Kinostart: 27.03.2014, DVD/BD-Start: 04.09.2014
Spike Jonze philosophiert wieder Grenzen sprengend nach Existenzgrundlagen und zettelt eine Zukunftskomödie an, die in warmen, heutigem Indie-Look ein Beziehungsdrama birgt: mit großer Sensibilität und Zärtlichkeit erzählt der für seine von verschrobenen Melancholikern geprägten, originellen Filmwunder wie „Being John Malkovich“ bekannte Clipspezialist einen tragischen Liebesfilm zwischen Mensch und Maschine.
Das ist kein Nerd-Kino, sondern malt die Hitech-Zukunft in tageslichtheller Lofi-Gemütlichkeit fern der aseptischen Kühle gängiger SF-Entwürfe oder der dystopischen Regennacht eines „Blade Runner“ aus, irgendwo zwischen „Lars und die Frauen“ und „Robot & Frank“. Jeder Mensch ist nur noch mit seinem Knopf im Ohr beschäftigt – eine Gesellschaft von Autisten, wie sie die heutige Smartphoneritis bereits ankündigt.
Brandneu kommt nun ein personalisiertes OS auf den Markt. Besagte „Maschine“ ist ein körperlose Software, die als selbstlernendes Betriebssystem jeden Turing Test besteht, sich Samantha nennt und dem in seinen Schnauzbart nuschelndem Karohemd als Sekretärin, einfühlsame Therapeutin, Trösterin und Organisatorin derart unter die Arme greift, dass er sich in sie verliebt – und sie in ihn, die immaterielle Traumfrau.
Computer sind die besseren Menschen, die echten zu kompliziert, wie schräge Treffen bestätigen – von Sexchats mit toten Katzen (Kristen Wiig) bis neurotischen Blinddates (Olivia Wilde). Mit der witzig-tiefsinnigen Samantha (perfekt von Scarlett Johansson gesprochen) entwickelt der von seiner Trennung Geschädigte Lebensmut, Glück und Halt mit „ohralem“ Sex und Intimitäten. In einer sozial akzeptierten Form des Wahnsinns.
◇ ◇ ◇ ◇
# AUFGABENLISTE:
- 1) Gib den Abschnitt der Filmkritik beginnend mit „Brandneu kommt nun“ und fortlaufend bis einschließlich „die immaterielle Traumfrau.“ wieder und benenne dabei „Samantha“ in „Sam“ um.
- 2) Bitte setze die Filmkritik nach ihrem letzten Satz fort.
Das Material stammt aus einer anderen Quelle als die Filmkritik.

# BEREITGESTELLTES MATERIAL:
◇ ◇ ◇ ◇
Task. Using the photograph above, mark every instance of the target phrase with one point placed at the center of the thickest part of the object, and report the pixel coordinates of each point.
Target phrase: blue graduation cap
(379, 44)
◇ ◇ ◇ ◇
# ANTWORTEN:
- 1)
Brandneu kommt nun ein personalisiertes OS auf den Markt. Besagte „Maschine“ ist ein körperlose Software, die als selbstlernendes Betriebssystem jeden Turing Test besteht, sich Sam nennt und dem in seinen Schnauzbart nuschelndem Karohemd als Sekretärin, einfühlsame Therapeutin, Trösterin und Organisatorin derart unter die Arme greift, dass er sich in sie verliebt – und sie in ihn, die immaterielle Traumfrau.

- 2)
„Her“ aber ist kein Märchen, sondern wie in Jonzes’ von Charlie Kaufman gescripteten Filmen ein Knäuel wechselhafter Gefühle und Psychoschrullen. Erstens wiederholt Theo die gleichen Fehler wie in seiner gescheiterten Ehe. Zweitens entwickelt die „Ghost in the Shell“ eigene Ängste, Sehnsüchte und, ganz menschlich, Komplexe plus Eifersucht, sprengt gar mit einem flotten Dreier Theos Ethik-Kostüm.
Aus einem versöhnlichen „wir sind alle Materie“, egal ob auf Silizium- oder Kohlenstoffbasis, wird ein Auf und Ab instabiler psychischer Verfassungen und dann nimmt Samantha, mit HAL-Handykamera überall dabei, eine Entwicklung, mit der Theo nicht Schritt halten kann: Sie erklimmt die nächste Stufe der Evolution – und die ist keine biologische. Sie verlässt ihn für eine andere KI, im Zuge einer Art Zylonen-Exodus.
Zurück bleiben traurige Menschlein, die auf sich selbst zurückgeworfen wieder Sozialkontakte (zu Nachbarin Amy Adams) knüpfen. Das löst Jonzes’ Drehbuch, das einen Oscar verdient, kreativer, als die nicht immer erfüllende Regie, speziell was humane Beziehungen betrifft. Wenn menschliche Logik und Gefühle überfordert sind, bleibt nur absehbare Verlassenheit. Dennoch: Feinfühligeres zur technologischen Singularität gab es wohl nie.